─── RECORDS ───

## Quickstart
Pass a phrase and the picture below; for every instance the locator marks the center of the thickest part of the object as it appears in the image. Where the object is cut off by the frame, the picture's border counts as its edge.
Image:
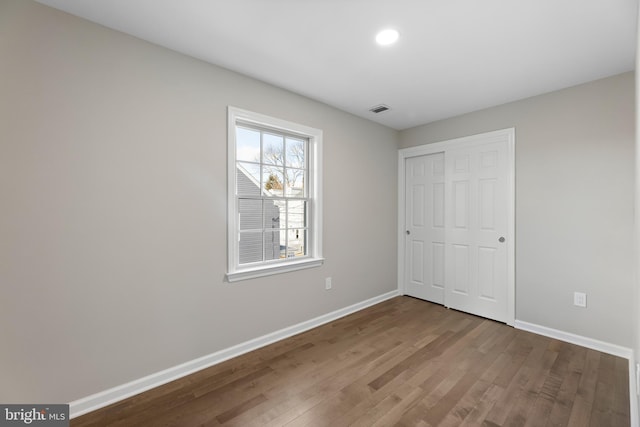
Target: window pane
(294, 183)
(296, 242)
(247, 144)
(250, 247)
(247, 179)
(273, 178)
(273, 149)
(273, 245)
(272, 214)
(296, 153)
(250, 214)
(296, 215)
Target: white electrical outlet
(580, 299)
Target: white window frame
(236, 271)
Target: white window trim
(235, 272)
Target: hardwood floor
(403, 362)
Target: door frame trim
(442, 147)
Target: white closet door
(425, 227)
(477, 209)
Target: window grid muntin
(265, 196)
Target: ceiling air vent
(379, 108)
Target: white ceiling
(453, 56)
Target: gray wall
(574, 203)
(113, 218)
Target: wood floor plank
(403, 362)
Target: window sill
(253, 273)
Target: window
(274, 197)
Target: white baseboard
(591, 343)
(115, 394)
(633, 394)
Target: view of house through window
(271, 194)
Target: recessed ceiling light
(387, 37)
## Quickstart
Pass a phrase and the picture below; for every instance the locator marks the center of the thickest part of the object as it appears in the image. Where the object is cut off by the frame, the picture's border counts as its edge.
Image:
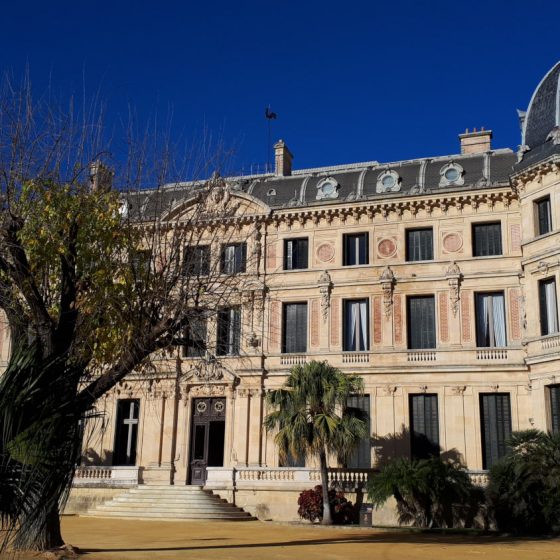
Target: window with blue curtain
(356, 319)
(419, 244)
(490, 319)
(548, 306)
(294, 331)
(356, 249)
(421, 324)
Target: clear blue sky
(350, 81)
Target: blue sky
(351, 81)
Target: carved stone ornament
(454, 276)
(387, 279)
(325, 287)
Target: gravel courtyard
(112, 539)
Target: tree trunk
(327, 515)
(47, 537)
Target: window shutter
(496, 426)
(424, 426)
(361, 456)
(554, 394)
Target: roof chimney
(475, 142)
(282, 159)
(100, 176)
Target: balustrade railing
(491, 354)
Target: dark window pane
(356, 249)
(126, 432)
(229, 331)
(421, 322)
(233, 259)
(419, 244)
(554, 394)
(424, 426)
(544, 217)
(487, 239)
(495, 416)
(295, 254)
(197, 260)
(294, 332)
(361, 456)
(196, 332)
(356, 325)
(548, 306)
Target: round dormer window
(388, 181)
(327, 188)
(451, 174)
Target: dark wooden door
(207, 437)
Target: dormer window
(327, 189)
(388, 181)
(451, 174)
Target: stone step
(241, 516)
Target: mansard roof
(357, 181)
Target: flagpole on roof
(270, 116)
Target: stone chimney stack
(476, 142)
(282, 159)
(100, 176)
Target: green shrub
(310, 504)
(429, 492)
(524, 487)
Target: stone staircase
(171, 503)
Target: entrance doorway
(207, 437)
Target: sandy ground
(110, 539)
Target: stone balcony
(444, 358)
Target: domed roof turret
(541, 124)
(544, 108)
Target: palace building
(434, 279)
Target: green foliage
(429, 492)
(524, 487)
(310, 504)
(311, 415)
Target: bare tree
(94, 283)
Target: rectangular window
(195, 336)
(126, 432)
(424, 426)
(356, 249)
(548, 306)
(495, 422)
(229, 331)
(419, 244)
(487, 239)
(196, 260)
(294, 332)
(544, 216)
(234, 257)
(361, 456)
(421, 322)
(554, 399)
(355, 329)
(490, 319)
(295, 254)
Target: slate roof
(300, 189)
(543, 115)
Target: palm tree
(311, 415)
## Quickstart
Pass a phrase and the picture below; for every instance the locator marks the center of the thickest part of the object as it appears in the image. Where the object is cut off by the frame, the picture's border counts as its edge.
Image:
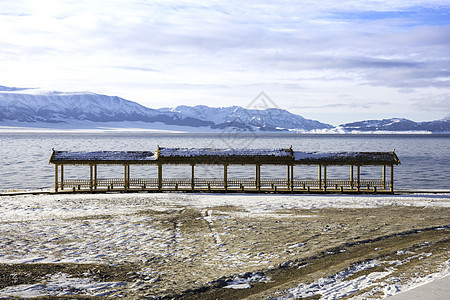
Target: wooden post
(62, 177)
(128, 176)
(358, 177)
(56, 178)
(392, 178)
(258, 177)
(91, 177)
(159, 176)
(125, 176)
(351, 177)
(225, 177)
(320, 177)
(288, 179)
(292, 178)
(95, 176)
(192, 177)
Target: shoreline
(50, 191)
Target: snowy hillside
(267, 119)
(397, 124)
(31, 106)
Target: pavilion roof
(223, 156)
(345, 158)
(102, 157)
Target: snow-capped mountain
(33, 105)
(397, 124)
(268, 119)
(25, 107)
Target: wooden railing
(199, 183)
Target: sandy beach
(203, 246)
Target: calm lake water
(425, 159)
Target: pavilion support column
(56, 178)
(95, 176)
(125, 176)
(159, 176)
(91, 177)
(62, 177)
(292, 178)
(358, 177)
(225, 177)
(320, 177)
(192, 177)
(288, 179)
(351, 177)
(258, 177)
(392, 178)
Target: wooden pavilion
(226, 157)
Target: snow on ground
(113, 228)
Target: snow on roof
(217, 156)
(346, 157)
(105, 156)
(210, 152)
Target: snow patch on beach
(115, 228)
(61, 284)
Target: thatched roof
(213, 156)
(102, 157)
(346, 158)
(224, 156)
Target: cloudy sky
(334, 61)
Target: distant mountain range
(31, 107)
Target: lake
(24, 156)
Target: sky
(333, 61)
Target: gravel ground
(198, 246)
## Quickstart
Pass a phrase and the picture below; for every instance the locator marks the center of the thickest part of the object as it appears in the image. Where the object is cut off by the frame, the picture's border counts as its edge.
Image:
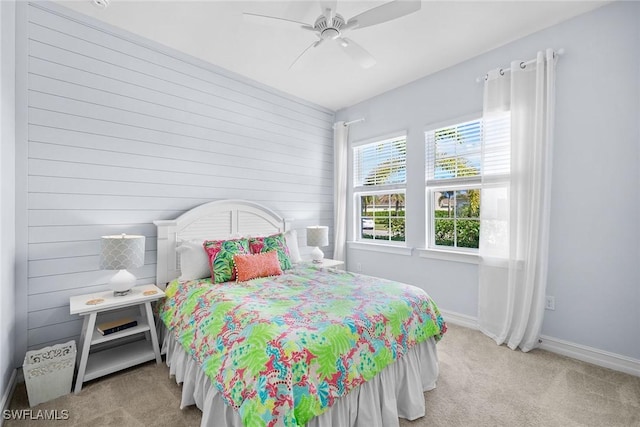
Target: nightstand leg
(90, 324)
(143, 313)
(152, 331)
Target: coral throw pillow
(221, 254)
(252, 266)
(276, 242)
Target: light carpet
(480, 384)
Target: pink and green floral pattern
(281, 350)
(276, 242)
(221, 254)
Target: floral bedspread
(281, 350)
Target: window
(459, 158)
(380, 176)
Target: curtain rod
(523, 64)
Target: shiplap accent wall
(122, 131)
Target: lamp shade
(318, 235)
(122, 251)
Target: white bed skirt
(395, 392)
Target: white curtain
(340, 153)
(515, 201)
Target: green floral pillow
(276, 242)
(221, 254)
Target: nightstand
(330, 263)
(96, 306)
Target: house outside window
(461, 157)
(380, 178)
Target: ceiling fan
(332, 26)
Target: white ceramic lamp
(317, 236)
(121, 252)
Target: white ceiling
(441, 34)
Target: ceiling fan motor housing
(329, 30)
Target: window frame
(374, 190)
(433, 185)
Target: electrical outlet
(550, 303)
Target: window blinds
(381, 163)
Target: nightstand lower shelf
(124, 356)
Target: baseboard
(6, 397)
(584, 353)
(592, 355)
(460, 319)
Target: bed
(303, 346)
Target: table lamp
(120, 252)
(317, 235)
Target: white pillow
(194, 261)
(291, 237)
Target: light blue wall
(594, 270)
(7, 195)
(122, 131)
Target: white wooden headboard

───

→ **EXERCISE DESCRIPTION**: In your copy, please omit the pictures and print every line of the records exactly.

→ **RESULT OF THE EXERCISE**:
## Quickstart
Pass a phrase and the picture below; for every instance the locator marks the center of the thickest part of the object as it appears in the image. Where the object is cut off by the frame, the picture's border counts as its edge.
Image:
Target: window pane
(294, 183)
(296, 242)
(247, 144)
(250, 247)
(247, 179)
(273, 178)
(273, 149)
(273, 245)
(272, 214)
(296, 153)
(250, 214)
(296, 215)
Target: white electrical outlet
(580, 299)
Target: white window frame
(236, 271)
Target: white window trim
(235, 272)
Target: hardwood floor
(403, 362)
Target: door frame trim
(442, 147)
Target: white closet door
(425, 227)
(477, 209)
Target: window grid muntin
(265, 196)
Target: ceiling air vent
(379, 108)
Target: white ceiling
(453, 56)
Target: gray wall
(574, 203)
(113, 218)
Target: wood floor plank
(403, 362)
Target: window sill
(253, 273)
Target: window
(274, 197)
Target: white baseboard
(591, 343)
(115, 394)
(633, 394)
Target: view of house through window
(271, 194)
Target: recessed ceiling light
(387, 37)
## Quickstart
Pass a phrase and the picture below; for every instance the locator marks the center of the thickest part of the object as it appears in the image. Where the object is cut off by the frame, the picture's border counts as its edge.
Image:
Target: window with blue curtain
(356, 319)
(419, 244)
(490, 319)
(548, 306)
(294, 331)
(356, 249)
(421, 324)
Target: clear blue sky
(350, 81)
Target: blue sky
(351, 81)
Target: carved stone ornament
(454, 276)
(387, 279)
(325, 287)
Target: gravel courtyard
(112, 539)
Target: tree trunk
(327, 515)
(47, 537)
Target: window shutter
(496, 426)
(424, 426)
(361, 456)
(554, 394)
Target: roof chimney
(475, 142)
(282, 159)
(100, 176)
Target: balustrade railing
(491, 354)
Target: dark window pane
(356, 249)
(126, 432)
(229, 331)
(421, 322)
(233, 259)
(419, 244)
(554, 394)
(424, 426)
(544, 217)
(487, 239)
(495, 416)
(295, 254)
(197, 260)
(294, 332)
(361, 456)
(196, 332)
(356, 325)
(548, 306)
Target: round dormer window
(388, 181)
(327, 188)
(451, 174)
Target: dark wooden door
(207, 437)
Target: dormer window
(327, 189)
(388, 181)
(451, 174)
Target: stone step
(241, 516)
Target: mansard roof
(357, 181)
Target: flagpole on roof
(270, 116)
Target: stone chimney stack
(476, 142)
(282, 159)
(100, 176)
Target: green shrub
(310, 504)
(429, 492)
(524, 487)
Target: stone staircase
(171, 503)
Target: entrance doorway
(207, 437)
Target: sandy ground
(110, 539)
Target: stone balcony
(444, 358)
Target: domed roof turret
(541, 124)
(544, 108)
Target: palace building
(434, 279)
Target: green foliage
(429, 492)
(524, 487)
(310, 504)
(311, 415)
Target: bare tree
(94, 283)
Target: rectangular window
(195, 336)
(126, 432)
(424, 426)
(356, 249)
(548, 306)
(495, 422)
(229, 331)
(419, 244)
(487, 239)
(196, 260)
(294, 332)
(544, 216)
(234, 257)
(361, 456)
(421, 322)
(554, 399)
(355, 329)
(490, 319)
(295, 254)
Target: slate roof
(300, 189)
(543, 115)
Target: palm tree
(311, 415)
## Quickstart
Pass a phrase and the picture below; for every instance the locator marks the center of the thickest part of the object as it appears in the image. Where the object is cut off by the frame, the picture's border counts as its edge.
Image:
Target: wooden post
(62, 177)
(128, 176)
(358, 177)
(56, 178)
(392, 178)
(258, 177)
(91, 177)
(159, 176)
(125, 176)
(351, 177)
(225, 177)
(320, 177)
(288, 179)
(292, 178)
(95, 176)
(192, 177)
Target: shoreline
(50, 191)
Target: snowy hillside
(267, 119)
(397, 124)
(31, 106)
Target: pavilion roof
(223, 156)
(345, 158)
(102, 157)
Target: snow-capped mountain
(33, 105)
(397, 124)
(268, 119)
(25, 107)
Target: wooden railing
(199, 183)
Target: sandy beach
(203, 246)
Target: calm lake water
(425, 159)
Target: pavilion support column
(56, 178)
(95, 176)
(125, 176)
(159, 176)
(91, 177)
(62, 177)
(292, 178)
(358, 177)
(225, 177)
(320, 177)
(192, 177)
(288, 179)
(351, 177)
(258, 177)
(392, 178)
Target: wooden pavilion
(226, 157)
Target: snow on ground
(113, 228)
Target: snow on roof
(217, 156)
(346, 157)
(105, 156)
(210, 152)
Target: snow patch on beach
(115, 228)
(61, 284)
Target: thatched roof
(213, 156)
(102, 157)
(346, 158)
(224, 156)
Target: cloudy sky
(334, 61)
Target: distant mountain range
(31, 107)
Target: lake
(24, 156)
Target: sky
(333, 61)
Target: gravel ground
(198, 246)
## Quickstart
Pass a phrase and the picture below; for every instance the locator marks the center of the thickest part of the object as it appears in the image. Where the object is cut off by the frame, the picture's border counts as its edge.
Image:
Target: nightstand leg
(90, 324)
(143, 313)
(152, 331)
Target: coral throw pillow
(221, 254)
(252, 266)
(276, 242)
Target: light carpet
(480, 384)
Target: pink and green floral pattern
(281, 350)
(276, 242)
(221, 254)
Target: floral bedspread
(281, 350)
Target: window
(459, 158)
(380, 176)
Target: curtain rod
(523, 64)
Target: shiplap accent wall
(122, 131)
Target: lamp shade
(318, 235)
(122, 251)
Target: white bed skirt
(395, 392)
Target: white curtain
(340, 153)
(515, 201)
Target: green floral pillow
(276, 242)
(221, 254)
Target: nightstand
(330, 263)
(96, 306)
Target: house outside window
(461, 157)
(380, 178)
Target: ceiling fan
(332, 26)
Target: white ceramic lamp
(317, 236)
(121, 252)
Target: white ceiling
(441, 34)
Target: ceiling fan motor housing
(329, 30)
Target: window frame
(374, 190)
(433, 185)
Target: electrical outlet
(550, 303)
Target: window blinds
(381, 163)
Target: nightstand lower shelf
(124, 356)
Target: baseboard
(6, 397)
(584, 353)
(592, 355)
(460, 319)
Target: bed
(303, 346)
Target: table lamp
(120, 252)
(317, 235)
Target: white pillow
(194, 261)
(291, 237)
Target: light blue wall
(594, 270)
(7, 195)
(122, 131)
Target: white wooden headboard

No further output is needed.